--- begin DATA SHOWN ---
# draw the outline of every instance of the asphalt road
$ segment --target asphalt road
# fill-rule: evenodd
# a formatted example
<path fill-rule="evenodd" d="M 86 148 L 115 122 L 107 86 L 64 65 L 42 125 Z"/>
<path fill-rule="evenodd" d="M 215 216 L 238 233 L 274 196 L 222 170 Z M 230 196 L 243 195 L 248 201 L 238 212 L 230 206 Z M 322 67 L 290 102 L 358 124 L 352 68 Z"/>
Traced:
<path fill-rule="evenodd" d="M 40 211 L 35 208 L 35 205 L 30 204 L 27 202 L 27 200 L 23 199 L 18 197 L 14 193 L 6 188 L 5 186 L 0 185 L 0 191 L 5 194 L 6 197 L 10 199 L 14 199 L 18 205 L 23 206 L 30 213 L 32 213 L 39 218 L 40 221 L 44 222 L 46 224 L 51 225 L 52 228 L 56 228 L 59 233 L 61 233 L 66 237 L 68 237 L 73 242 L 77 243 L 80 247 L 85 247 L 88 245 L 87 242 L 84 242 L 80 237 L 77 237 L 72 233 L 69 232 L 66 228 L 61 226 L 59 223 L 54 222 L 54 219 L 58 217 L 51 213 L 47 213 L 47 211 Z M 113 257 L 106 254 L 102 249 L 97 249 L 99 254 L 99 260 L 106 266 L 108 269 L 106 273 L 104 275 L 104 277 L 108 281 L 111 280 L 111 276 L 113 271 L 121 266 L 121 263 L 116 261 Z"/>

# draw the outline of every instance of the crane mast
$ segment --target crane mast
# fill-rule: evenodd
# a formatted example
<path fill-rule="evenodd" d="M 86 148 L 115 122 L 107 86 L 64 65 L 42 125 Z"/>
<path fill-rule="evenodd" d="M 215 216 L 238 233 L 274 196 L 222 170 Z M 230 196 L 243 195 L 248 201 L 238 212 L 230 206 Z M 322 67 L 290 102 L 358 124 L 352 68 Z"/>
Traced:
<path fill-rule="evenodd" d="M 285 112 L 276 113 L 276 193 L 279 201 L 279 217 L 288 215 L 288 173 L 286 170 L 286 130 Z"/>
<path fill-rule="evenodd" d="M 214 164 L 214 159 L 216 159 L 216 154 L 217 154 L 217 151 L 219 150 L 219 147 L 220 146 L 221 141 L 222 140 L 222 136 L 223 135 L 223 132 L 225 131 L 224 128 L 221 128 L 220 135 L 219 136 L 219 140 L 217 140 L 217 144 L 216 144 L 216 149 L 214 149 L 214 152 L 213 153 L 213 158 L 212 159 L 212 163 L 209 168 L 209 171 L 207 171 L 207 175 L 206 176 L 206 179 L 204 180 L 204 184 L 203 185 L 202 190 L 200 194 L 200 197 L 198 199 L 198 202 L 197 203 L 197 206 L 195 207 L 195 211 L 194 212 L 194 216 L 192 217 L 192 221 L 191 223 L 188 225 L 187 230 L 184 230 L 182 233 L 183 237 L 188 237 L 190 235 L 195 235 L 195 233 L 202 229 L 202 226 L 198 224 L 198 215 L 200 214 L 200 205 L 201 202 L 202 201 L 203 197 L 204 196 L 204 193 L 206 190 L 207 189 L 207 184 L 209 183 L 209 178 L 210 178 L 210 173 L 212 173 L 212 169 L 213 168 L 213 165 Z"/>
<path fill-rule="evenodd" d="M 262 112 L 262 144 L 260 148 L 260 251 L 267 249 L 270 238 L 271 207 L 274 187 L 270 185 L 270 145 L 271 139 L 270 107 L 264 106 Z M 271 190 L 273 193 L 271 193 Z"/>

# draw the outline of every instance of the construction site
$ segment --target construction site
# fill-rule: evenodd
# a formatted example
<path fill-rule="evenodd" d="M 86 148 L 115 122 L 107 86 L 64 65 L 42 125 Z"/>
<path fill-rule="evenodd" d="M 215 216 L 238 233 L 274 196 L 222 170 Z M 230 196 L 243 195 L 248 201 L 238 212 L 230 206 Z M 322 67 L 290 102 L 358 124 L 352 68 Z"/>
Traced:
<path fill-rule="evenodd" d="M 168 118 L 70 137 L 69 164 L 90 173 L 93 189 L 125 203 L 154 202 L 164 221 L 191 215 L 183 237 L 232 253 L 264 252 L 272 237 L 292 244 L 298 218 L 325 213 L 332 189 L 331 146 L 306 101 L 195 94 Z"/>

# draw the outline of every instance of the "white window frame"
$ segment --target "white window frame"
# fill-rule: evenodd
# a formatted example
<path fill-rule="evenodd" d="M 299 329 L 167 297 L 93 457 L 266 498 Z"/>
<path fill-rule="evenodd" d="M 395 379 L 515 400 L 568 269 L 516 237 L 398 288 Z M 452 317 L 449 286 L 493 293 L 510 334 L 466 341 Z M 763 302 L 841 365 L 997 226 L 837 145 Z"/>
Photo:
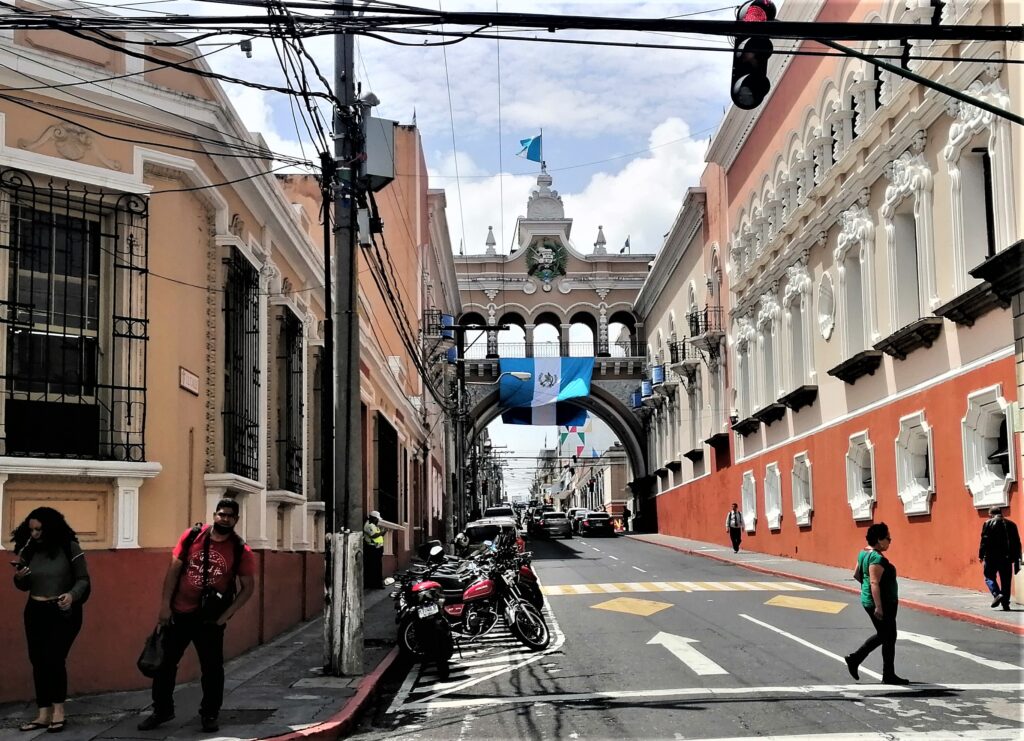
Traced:
<path fill-rule="evenodd" d="M 1000 108 L 1009 110 L 1010 94 L 1002 83 L 995 79 L 990 83 L 975 80 L 967 88 L 972 97 L 990 102 Z M 953 238 L 953 281 L 956 294 L 959 295 L 980 282 L 968 272 L 976 265 L 968 264 L 968 241 L 973 234 L 968 233 L 967 224 L 970 217 L 965 208 L 964 178 L 961 172 L 961 160 L 965 150 L 977 139 L 978 135 L 987 132 L 986 146 L 992 163 L 992 237 L 996 250 L 1005 249 L 1014 242 L 1014 224 L 1016 219 L 1016 198 L 1014 194 L 1014 160 L 1012 151 L 1012 130 L 1010 122 L 992 116 L 975 105 L 959 101 L 951 101 L 948 112 L 956 120 L 949 127 L 949 138 L 942 150 L 949 172 L 950 209 Z M 984 218 L 984 216 L 982 217 Z"/>
<path fill-rule="evenodd" d="M 929 515 L 935 493 L 932 428 L 924 410 L 900 418 L 896 436 L 896 491 L 906 515 Z"/>
<path fill-rule="evenodd" d="M 765 467 L 765 520 L 769 530 L 782 527 L 782 475 L 777 463 Z"/>
<path fill-rule="evenodd" d="M 865 486 L 867 480 L 870 486 Z M 874 478 L 874 445 L 867 436 L 867 430 L 850 435 L 850 445 L 846 451 L 846 500 L 856 522 L 870 520 L 874 516 L 876 491 L 879 488 Z"/>
<path fill-rule="evenodd" d="M 758 482 L 753 471 L 744 471 L 739 487 L 739 506 L 743 513 L 743 528 L 754 532 L 758 525 Z"/>
<path fill-rule="evenodd" d="M 758 404 L 754 408 L 773 403 L 780 395 L 779 388 L 779 308 L 775 296 L 770 293 L 761 296 L 761 310 L 758 313 L 758 363 L 757 387 Z"/>
<path fill-rule="evenodd" d="M 924 146 L 924 134 L 919 138 L 914 148 Z M 914 253 L 916 257 L 918 310 L 911 312 L 915 318 L 928 314 L 939 305 L 938 291 L 935 285 L 935 236 L 934 217 L 932 213 L 932 171 L 925 160 L 924 154 L 903 152 L 886 168 L 890 184 L 886 188 L 885 201 L 882 204 L 882 223 L 886 230 L 886 243 L 889 255 L 889 305 L 891 309 L 892 328 L 899 330 L 907 325 L 900 318 L 901 302 L 912 300 L 906 294 L 907 270 L 900 270 L 897 250 L 897 219 L 913 220 Z M 912 213 L 908 215 L 907 204 L 910 202 Z"/>
<path fill-rule="evenodd" d="M 853 357 L 868 349 L 879 340 L 874 300 L 874 222 L 867 209 L 867 193 L 862 193 L 858 204 L 840 214 L 840 233 L 835 252 L 839 272 L 839 305 L 843 311 L 844 357 Z M 851 254 L 852 253 L 852 254 Z M 855 263 L 859 288 L 850 291 L 847 263 Z M 850 317 L 862 317 L 861 337 L 851 335 Z"/>
<path fill-rule="evenodd" d="M 964 443 L 964 484 L 978 509 L 1006 507 L 1010 486 L 1016 481 L 1017 453 L 1014 450 L 1012 405 L 1002 398 L 999 384 L 975 391 L 967 397 L 967 413 L 961 421 Z M 998 438 L 999 427 L 1007 425 L 1009 470 L 1006 475 L 987 461 Z"/>
<path fill-rule="evenodd" d="M 807 527 L 814 512 L 814 488 L 811 479 L 811 460 L 807 451 L 793 456 L 793 514 L 797 524 Z"/>

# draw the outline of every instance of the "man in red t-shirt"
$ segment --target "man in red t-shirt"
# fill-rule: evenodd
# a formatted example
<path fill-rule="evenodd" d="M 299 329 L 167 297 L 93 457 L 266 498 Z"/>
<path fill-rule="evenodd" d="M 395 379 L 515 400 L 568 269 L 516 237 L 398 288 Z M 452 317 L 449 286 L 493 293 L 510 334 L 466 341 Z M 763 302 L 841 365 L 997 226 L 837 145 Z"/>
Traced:
<path fill-rule="evenodd" d="M 153 713 L 138 724 L 140 731 L 174 717 L 174 681 L 188 644 L 196 645 L 203 671 L 199 710 L 203 730 L 218 730 L 217 714 L 224 699 L 224 626 L 252 597 L 256 574 L 256 556 L 234 532 L 238 521 L 239 503 L 224 498 L 217 503 L 212 527 L 199 533 L 185 530 L 178 538 L 164 577 L 158 618 L 164 631 L 164 665 L 153 680 Z M 241 582 L 237 595 L 236 577 Z"/>

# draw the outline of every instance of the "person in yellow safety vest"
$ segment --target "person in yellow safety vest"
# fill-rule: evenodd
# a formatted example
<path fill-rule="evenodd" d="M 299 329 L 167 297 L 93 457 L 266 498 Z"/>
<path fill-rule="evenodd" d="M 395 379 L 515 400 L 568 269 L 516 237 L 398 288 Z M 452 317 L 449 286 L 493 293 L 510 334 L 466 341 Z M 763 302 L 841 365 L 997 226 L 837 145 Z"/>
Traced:
<path fill-rule="evenodd" d="M 362 587 L 384 589 L 384 531 L 377 525 L 381 513 L 374 510 L 362 526 Z"/>

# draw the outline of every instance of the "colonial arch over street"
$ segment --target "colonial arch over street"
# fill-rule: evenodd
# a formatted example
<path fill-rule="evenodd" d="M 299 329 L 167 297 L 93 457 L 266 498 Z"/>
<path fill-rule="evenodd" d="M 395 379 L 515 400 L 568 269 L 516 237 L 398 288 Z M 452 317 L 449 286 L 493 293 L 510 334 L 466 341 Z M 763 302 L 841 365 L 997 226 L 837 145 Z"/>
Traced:
<path fill-rule="evenodd" d="M 632 254 L 628 242 L 609 252 L 602 227 L 592 251 L 577 249 L 552 182 L 542 166 L 509 254 L 497 252 L 488 230 L 484 254 L 456 256 L 458 322 L 493 328 L 467 333 L 468 431 L 475 437 L 501 413 L 493 385 L 500 358 L 594 357 L 591 395 L 572 403 L 617 435 L 633 472 L 630 488 L 644 496 L 651 481 L 646 433 L 630 396 L 646 367 L 647 343 L 633 304 L 654 256 Z"/>

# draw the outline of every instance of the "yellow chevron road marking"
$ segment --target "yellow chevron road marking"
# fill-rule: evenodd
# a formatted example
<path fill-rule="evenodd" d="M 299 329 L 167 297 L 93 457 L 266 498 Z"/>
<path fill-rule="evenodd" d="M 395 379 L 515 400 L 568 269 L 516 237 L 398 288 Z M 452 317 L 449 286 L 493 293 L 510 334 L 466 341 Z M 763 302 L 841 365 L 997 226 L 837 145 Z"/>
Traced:
<path fill-rule="evenodd" d="M 806 597 L 783 597 L 779 595 L 778 597 L 773 597 L 766 605 L 771 605 L 773 607 L 790 607 L 794 610 L 810 610 L 811 612 L 827 612 L 835 615 L 837 612 L 841 612 L 846 603 L 844 602 L 829 602 L 827 600 L 809 600 Z"/>
<path fill-rule="evenodd" d="M 648 617 L 655 612 L 667 610 L 672 607 L 668 602 L 654 602 L 653 600 L 637 600 L 633 597 L 616 597 L 598 605 L 591 605 L 593 610 L 610 610 L 611 612 L 625 612 L 629 615 L 642 615 Z"/>
<path fill-rule="evenodd" d="M 547 584 L 548 597 L 569 595 L 606 595 L 646 592 L 820 592 L 820 589 L 799 581 L 635 581 L 598 584 Z M 813 602 L 813 600 L 812 600 Z"/>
--- end DATA SHOWN ---
> [EXERCISE INSTRUCTIONS]: Write each line from the start of the records through the line containing "40 211 L 35" as one string in a JSON list, and skip any blank lines.

> [WRITTEN REPLY]:
[
  "# draw the outline of every instance of the asphalt road",
  "$ segment --target asphalt road",
  "# fill-rule: evenodd",
  "# a formatted example",
  "<path fill-rule=\"evenodd\" d=\"M 86 148 L 115 122 L 107 86 L 64 65 L 42 125 Z\"/>",
  "<path fill-rule=\"evenodd\" d=\"M 215 216 L 238 233 L 274 196 L 222 170 Z M 230 196 L 243 195 L 248 201 L 238 212 L 230 206 Z M 322 67 L 290 102 L 358 124 L 352 68 Z\"/>",
  "Traced:",
  "<path fill-rule=\"evenodd\" d=\"M 40 211 L 35 208 L 35 205 L 30 204 L 27 202 L 27 200 L 23 199 L 18 197 L 14 193 L 6 188 L 5 186 L 0 185 L 0 191 L 5 194 L 6 197 L 10 199 L 14 199 L 18 205 L 23 206 L 30 213 L 32 213 L 39 218 L 40 221 L 44 222 L 46 224 L 51 225 L 52 228 L 56 228 L 59 233 L 61 233 L 66 237 L 68 237 L 73 242 L 77 243 L 80 247 L 85 247 L 88 245 L 87 242 L 84 242 L 80 237 L 77 237 L 72 233 L 69 232 L 66 228 L 61 226 L 59 223 L 54 222 L 54 219 L 58 217 L 51 213 L 47 213 L 47 211 Z M 113 257 L 106 254 L 102 249 L 97 249 L 99 254 L 99 260 L 106 266 L 108 269 L 106 273 L 104 275 L 104 277 L 108 281 L 111 280 L 111 276 L 113 271 L 121 266 L 121 263 L 116 261 Z\"/>"
]